Point-per-instance localization data:
◆ ◆ ◆

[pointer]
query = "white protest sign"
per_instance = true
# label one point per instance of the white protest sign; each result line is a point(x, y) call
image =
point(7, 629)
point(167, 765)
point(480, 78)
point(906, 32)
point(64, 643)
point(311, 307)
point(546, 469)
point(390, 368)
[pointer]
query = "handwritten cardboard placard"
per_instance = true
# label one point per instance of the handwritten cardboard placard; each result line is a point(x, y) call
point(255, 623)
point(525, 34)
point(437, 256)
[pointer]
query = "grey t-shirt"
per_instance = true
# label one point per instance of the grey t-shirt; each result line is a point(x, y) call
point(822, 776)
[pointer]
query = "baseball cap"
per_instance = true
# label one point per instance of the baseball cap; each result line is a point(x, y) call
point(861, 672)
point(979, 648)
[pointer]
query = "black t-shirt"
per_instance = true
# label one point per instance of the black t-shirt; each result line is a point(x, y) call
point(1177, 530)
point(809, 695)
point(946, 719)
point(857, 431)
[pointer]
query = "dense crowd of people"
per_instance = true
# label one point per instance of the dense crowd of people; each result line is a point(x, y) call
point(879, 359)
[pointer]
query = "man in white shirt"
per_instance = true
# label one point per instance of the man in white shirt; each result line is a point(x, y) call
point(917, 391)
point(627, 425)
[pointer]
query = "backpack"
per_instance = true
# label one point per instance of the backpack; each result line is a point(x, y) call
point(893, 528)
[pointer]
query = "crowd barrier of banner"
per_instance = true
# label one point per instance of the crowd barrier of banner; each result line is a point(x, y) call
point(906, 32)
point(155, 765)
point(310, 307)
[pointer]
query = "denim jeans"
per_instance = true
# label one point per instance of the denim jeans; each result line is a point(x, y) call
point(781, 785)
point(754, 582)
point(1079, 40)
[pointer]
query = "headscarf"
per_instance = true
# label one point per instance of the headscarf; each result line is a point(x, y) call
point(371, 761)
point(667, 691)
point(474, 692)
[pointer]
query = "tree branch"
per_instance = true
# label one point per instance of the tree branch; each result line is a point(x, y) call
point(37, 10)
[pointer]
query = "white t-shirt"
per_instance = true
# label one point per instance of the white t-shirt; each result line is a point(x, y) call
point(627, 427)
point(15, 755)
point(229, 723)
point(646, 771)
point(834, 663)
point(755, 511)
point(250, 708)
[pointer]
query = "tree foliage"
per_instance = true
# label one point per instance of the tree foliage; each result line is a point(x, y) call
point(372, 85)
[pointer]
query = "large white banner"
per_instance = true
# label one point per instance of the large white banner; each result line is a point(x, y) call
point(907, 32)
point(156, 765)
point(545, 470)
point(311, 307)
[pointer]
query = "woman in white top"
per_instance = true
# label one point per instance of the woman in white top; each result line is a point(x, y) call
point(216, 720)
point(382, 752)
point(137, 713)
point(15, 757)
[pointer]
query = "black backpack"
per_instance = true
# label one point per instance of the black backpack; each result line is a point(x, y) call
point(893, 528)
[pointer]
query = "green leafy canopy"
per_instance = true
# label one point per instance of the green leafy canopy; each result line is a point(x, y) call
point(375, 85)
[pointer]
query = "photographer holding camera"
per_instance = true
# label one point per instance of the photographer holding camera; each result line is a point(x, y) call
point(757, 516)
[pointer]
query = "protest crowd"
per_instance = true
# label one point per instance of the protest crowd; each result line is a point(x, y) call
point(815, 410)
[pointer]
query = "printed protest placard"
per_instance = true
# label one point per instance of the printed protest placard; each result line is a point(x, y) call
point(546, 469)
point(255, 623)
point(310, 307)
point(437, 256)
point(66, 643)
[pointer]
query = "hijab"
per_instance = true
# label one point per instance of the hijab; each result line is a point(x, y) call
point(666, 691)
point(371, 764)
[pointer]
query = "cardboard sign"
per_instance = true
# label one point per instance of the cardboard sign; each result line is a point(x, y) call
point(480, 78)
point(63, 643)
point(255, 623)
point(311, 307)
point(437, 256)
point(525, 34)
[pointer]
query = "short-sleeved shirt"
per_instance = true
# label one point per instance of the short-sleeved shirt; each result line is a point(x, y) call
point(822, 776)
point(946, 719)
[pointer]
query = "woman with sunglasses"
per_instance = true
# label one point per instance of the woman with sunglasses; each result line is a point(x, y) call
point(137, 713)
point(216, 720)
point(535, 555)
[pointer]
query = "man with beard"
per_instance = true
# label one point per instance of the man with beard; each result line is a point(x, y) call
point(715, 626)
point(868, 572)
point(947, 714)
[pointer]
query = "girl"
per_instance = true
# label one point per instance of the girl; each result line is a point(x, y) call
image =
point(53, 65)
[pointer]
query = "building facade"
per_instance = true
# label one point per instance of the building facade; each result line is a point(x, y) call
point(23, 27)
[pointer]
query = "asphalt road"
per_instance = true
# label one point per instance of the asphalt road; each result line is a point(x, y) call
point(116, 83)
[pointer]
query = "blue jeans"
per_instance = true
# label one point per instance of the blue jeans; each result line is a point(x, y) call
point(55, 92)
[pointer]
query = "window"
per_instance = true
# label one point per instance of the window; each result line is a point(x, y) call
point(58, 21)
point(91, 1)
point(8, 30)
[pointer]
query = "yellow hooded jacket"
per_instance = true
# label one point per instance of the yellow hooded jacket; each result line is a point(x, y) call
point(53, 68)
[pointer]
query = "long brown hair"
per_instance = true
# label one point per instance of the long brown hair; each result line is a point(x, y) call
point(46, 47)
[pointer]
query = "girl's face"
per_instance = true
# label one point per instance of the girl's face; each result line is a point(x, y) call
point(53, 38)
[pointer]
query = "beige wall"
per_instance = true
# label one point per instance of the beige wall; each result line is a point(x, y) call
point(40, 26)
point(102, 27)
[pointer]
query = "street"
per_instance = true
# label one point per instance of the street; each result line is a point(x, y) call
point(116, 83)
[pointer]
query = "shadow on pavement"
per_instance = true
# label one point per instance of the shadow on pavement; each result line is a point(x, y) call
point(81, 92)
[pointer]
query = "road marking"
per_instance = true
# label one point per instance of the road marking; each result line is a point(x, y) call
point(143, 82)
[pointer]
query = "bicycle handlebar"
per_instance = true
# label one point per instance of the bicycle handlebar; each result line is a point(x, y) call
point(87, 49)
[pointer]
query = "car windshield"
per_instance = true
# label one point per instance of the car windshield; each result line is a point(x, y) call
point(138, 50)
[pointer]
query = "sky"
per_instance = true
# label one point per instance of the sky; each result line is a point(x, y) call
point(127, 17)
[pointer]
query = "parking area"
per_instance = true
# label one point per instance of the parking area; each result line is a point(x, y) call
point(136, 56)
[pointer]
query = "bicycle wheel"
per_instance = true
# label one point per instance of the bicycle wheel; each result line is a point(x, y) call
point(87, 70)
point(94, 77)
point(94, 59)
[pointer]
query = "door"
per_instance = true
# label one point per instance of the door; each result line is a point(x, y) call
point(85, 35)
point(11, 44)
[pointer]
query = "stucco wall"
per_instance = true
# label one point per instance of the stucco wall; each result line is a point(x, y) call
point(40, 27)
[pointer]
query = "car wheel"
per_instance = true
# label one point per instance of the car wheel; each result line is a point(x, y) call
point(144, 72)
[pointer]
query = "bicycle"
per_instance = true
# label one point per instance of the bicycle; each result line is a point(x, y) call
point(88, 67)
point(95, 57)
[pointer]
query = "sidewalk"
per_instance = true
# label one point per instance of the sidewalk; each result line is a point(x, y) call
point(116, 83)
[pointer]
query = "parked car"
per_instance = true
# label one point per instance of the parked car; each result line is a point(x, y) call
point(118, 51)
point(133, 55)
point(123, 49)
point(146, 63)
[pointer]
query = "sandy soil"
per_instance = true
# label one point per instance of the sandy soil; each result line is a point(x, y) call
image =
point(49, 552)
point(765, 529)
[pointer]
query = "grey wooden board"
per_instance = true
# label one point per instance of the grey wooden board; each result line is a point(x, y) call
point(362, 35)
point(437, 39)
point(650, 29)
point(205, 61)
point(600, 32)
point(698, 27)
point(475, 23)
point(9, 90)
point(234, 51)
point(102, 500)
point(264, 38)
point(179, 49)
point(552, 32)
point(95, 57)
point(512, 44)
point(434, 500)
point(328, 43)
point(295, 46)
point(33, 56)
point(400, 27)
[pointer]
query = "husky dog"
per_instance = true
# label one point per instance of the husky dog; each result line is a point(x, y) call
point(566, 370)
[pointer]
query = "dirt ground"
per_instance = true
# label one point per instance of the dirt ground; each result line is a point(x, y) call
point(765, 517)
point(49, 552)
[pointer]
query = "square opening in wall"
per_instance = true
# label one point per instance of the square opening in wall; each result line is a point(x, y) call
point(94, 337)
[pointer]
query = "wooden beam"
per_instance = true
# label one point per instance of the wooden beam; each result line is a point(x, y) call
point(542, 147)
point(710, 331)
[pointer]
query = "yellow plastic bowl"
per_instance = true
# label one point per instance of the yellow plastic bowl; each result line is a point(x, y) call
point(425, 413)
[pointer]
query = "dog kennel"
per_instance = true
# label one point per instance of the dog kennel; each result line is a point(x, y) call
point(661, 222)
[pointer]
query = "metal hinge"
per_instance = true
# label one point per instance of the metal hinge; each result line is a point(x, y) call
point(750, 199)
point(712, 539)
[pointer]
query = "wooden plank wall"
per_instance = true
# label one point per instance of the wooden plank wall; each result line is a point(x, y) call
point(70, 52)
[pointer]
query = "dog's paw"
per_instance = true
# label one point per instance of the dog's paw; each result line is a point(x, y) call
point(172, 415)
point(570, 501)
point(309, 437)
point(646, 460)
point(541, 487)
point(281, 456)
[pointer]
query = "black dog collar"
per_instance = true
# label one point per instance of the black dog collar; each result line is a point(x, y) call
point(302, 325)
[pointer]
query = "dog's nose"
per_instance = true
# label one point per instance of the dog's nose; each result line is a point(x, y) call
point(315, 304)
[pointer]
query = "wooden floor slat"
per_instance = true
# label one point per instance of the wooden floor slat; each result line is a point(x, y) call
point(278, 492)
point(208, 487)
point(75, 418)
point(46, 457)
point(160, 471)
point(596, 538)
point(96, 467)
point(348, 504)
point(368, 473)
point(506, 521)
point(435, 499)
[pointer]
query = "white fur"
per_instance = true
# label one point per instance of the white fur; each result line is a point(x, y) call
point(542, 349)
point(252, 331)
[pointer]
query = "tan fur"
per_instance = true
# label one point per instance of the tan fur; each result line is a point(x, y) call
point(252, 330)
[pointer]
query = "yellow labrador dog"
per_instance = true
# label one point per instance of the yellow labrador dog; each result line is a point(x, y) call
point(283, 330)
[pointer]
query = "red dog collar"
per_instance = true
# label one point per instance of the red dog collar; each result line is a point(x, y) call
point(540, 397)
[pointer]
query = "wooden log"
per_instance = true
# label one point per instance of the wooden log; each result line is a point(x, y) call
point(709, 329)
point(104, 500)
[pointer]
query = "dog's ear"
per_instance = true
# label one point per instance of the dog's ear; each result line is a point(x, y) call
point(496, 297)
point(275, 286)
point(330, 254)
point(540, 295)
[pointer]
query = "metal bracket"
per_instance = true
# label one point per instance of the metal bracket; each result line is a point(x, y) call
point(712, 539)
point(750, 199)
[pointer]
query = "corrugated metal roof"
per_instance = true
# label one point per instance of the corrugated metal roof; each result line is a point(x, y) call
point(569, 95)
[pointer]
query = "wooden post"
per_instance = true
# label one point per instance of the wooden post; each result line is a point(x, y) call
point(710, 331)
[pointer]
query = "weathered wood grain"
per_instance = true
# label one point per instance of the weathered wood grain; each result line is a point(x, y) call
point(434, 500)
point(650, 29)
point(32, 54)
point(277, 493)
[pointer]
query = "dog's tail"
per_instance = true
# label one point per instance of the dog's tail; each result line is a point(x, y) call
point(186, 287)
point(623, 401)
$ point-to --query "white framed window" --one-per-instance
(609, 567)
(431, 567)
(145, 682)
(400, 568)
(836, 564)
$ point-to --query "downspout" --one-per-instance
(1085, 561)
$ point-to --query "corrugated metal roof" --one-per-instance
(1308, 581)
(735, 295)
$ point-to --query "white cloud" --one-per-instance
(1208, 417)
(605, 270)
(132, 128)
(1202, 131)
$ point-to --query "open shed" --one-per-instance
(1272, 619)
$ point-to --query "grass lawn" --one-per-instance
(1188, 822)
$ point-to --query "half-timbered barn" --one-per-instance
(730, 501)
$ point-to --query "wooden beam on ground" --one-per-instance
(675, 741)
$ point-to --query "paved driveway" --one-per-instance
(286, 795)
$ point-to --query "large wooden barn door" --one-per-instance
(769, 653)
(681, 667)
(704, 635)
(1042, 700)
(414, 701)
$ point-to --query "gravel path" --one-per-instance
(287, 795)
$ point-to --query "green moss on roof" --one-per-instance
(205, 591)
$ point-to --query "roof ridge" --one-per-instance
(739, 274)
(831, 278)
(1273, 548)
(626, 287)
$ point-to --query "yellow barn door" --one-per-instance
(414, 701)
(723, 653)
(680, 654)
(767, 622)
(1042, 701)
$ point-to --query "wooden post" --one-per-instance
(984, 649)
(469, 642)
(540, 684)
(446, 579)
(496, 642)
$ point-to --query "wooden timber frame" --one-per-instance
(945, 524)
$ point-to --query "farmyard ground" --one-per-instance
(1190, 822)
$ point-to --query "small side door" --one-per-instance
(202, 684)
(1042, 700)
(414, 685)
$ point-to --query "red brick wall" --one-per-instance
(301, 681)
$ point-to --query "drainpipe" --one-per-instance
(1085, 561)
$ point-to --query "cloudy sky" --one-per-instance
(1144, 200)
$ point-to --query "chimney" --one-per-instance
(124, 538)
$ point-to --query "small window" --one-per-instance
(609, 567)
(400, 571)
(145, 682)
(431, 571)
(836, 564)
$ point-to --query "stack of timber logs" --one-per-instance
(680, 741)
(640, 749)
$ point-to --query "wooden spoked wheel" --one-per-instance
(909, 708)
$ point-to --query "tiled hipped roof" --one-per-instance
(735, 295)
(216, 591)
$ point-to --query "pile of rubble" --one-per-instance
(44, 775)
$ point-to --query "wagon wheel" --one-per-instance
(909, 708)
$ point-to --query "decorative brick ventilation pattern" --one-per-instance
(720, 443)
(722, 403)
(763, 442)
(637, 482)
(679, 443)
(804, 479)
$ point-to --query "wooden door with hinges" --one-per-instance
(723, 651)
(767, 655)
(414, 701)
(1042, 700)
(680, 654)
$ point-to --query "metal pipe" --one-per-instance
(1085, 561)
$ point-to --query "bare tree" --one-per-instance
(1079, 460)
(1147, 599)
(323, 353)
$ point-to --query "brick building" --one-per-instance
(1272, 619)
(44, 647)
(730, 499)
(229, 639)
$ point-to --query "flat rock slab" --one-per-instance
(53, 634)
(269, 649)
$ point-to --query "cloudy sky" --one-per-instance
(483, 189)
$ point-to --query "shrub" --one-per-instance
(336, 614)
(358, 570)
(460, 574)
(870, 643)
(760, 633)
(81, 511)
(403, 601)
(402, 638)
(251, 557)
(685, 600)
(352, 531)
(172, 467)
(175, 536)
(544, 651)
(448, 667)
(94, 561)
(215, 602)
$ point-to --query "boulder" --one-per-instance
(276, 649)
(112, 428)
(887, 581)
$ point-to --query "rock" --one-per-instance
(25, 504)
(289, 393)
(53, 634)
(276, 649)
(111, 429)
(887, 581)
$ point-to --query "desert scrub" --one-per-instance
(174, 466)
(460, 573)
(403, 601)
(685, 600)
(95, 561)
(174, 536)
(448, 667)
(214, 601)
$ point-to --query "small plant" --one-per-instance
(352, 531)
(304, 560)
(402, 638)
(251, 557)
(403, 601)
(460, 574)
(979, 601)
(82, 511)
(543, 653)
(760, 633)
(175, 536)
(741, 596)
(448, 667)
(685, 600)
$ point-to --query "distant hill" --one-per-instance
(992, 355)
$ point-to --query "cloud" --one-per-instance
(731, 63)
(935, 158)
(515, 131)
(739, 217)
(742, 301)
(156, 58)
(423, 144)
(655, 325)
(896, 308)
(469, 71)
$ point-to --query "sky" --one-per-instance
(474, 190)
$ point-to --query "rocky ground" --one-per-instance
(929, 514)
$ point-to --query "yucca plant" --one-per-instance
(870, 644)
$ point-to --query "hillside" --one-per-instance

◆ ◆ ◆

What the task requires
What lines in the data above contain the word "sandy"? Show them all.

Solution
query = "sandy soil"
# label one point per instance of the sandy soil; each result line is a point(x, y) call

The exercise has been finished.